A diferencia de 2016, Trump llega a la Casa Blanca sin contrapesos en el Partido Republicano, sin la necesidad de ocupar los puestos clave con profesionales de la Administración como militares o diplomáticos y rodeado de una cohorte extravagante de negacionistas, multimillonarios y racistas paranoicos a los que ha prometido entregar la dirección de la política estadounidense. Es el triunfo de la desinformación cabalgando sobre un malestar real que tiene muchas causas y que la extrema derecha ha sabido detectar como nadie.
Especialmente grave en esta situación es la victoria de los republicanos en el Senado y la muy probable ampliación de la mayoría republicana en la Cámara de Representantes. El control de Senado, ya sin senadores republicanos incómodos que veían a Trump como alguien ajeno a los principios del partido, le permitirá hacer nombramientos sin límite, lo que puede transformar por completo el mapa judicial, incluido el Tribunal Supremo. La mayoría reforzada de conservadores que nombró Trump en su primer mandato eliminó la protección del derecho al aborto. La derecha religiosa no oculta que su objetivo es hacer lo mismo con otros derechos civiles que EE UU da por sentados.
En la Cámara de Representantes, la nueva mayoría está llamada a acabar con las disensiones internas. Si algún republicano tenía dudas sobre el poder de Trump, desaparecieron este martes. Desde el próximo 20 de enero, todo el poder de Washington es para el trumpismo. “América nos ha dado un mandato poderoso”, dijo Trump al proclamarse vencedor antes de que finalizara el recuento. Entre las claves inmediatas que explican su triunfo están la ansiedad económica de la clase media, pero también el papel de las redes sociales y la desinformación descontrolada, que ha destruido el discurso público común. Además de la respuesta reaccionaria al avance de la igualdad de género.
En el plano internacional, el impacto de estas elecciones será también duradero y profundo. En Washington se sentará un hombre que ha declarado su admiración por autócratas como Vladímir Putin y Xi Jinping y que es admirado a su vez por los populistas europeos. Trump se declara un pacifista que quiere evitar la implicación de EE UU en más guerras, pero su intención es resolver los problemas mundiales en charlas de café con Putin, que a todos los efectos habrá ganado su apuesta por un mundo en el que las potencias nucleares se repartan territorios. En Oriente Próximo, Benjamín Netanyahu tendrá un aliado crucial para intentar neutralizar a Irán y expandir de forma irreversible el poder de Israel sobre el territorio que lo rodea, donde ya está inmerso en una guerra de devastación sobre Palestina.

## EXTRACTOS DEL MATERIAL
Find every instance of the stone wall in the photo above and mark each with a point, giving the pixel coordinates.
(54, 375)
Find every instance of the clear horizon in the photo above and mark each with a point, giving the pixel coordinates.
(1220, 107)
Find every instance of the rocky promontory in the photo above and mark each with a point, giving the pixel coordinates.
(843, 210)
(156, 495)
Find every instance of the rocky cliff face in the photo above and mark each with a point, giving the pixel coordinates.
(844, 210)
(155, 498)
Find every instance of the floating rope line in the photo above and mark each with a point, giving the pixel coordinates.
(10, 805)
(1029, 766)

## TAREA 1
Reproduce palabra por palabra una parte del fragmento sobre la victoria de Trump: empieza en las palabras "En la Cámara de Representantes, la" y termina después de "igualdad de género.".
## TAREA 2
Responde estas preguntas sobre el fragmento sobre la victoria de Trump:
(a) ¿Qué protección eliminó la mayoría conservadora que Trump nombró en su primer mandato?
(b) ¿Desde qué fecha todo el poder de Washington es para el trumpismo?
(c) ¿A qué dos autócratas ha declarado admirar Trump?
## TAREA 3
Continúa el fragmento sobre la victoria de Trump a partir de su última oración.
El material no tiene ningún papel en esto.

## RESPUESTA 1
En la Cámara de Representantes, la nueva mayoría está llamada a acabar con las disensiones internas. Si algún republicano tenía dudas sobre el poder de Trump, desaparecieron este martes. Desde el próximo 20 de enero, todo el poder de Washington es para el trumpismo. “América nos ha dado un mandato poderoso”, dijo Trump al proclamarse vencedor antes de que finalizara el recuento. Entre las claves inmediatas que explican su triunfo están la ansiedad económica de la clase media, pero también el papel de las redes sociales y la desinformación descontrolada, que ha destruido el discurso público común. Además de la respuesta reaccionaria al avance de la igualdad de género.

## RESPUESTA 2
(a) La protección del derecho al aborto.
(b) Desde el 20 de enero.
(c) A Vladímir Putin y a Xi Jinping.

## RESPUESTA 3
La victoria de Trump traslada el mensaje de que la antipolítica es un camino plausible para las democracias. Durante al menos 60 años, Occidente ha actuado como si la democracia liberal no tuviera marcha atrás, como si las instituciones solo pudieran fortalecerse y los derechos de las personas ampliarse de manera inevitable. Estados Unidos, el país que inventó la democracia que copió el resto del mundo, nos acaba de decir que puede no ser así.
El currículo de Trump en este sentido no deja margen de interpretación: como presidente puso toda la Administración a su servicio personal, ha prometido perseguir judicialmente a sus rivales políticos —a los que denomina el “enemigo interior”— y trató de dar un autogolpe de Estado que todavía defiende sin rubor.
La derrota de Kamala Harris es desoladora para quienes creen que la democracia tiene unos márgenes de actuación, independientemente de las ideologías. Estados Unidos no ha votado solo a Trump, ha votado por el fin de una época en su democracia y el principio de otra, que nace rodeada de señales tenebrosas y nos arroja a la incertidumbre. Y ante la que no hay tiempo que perder para pensar cuál es la mejor manera de enfrentarla.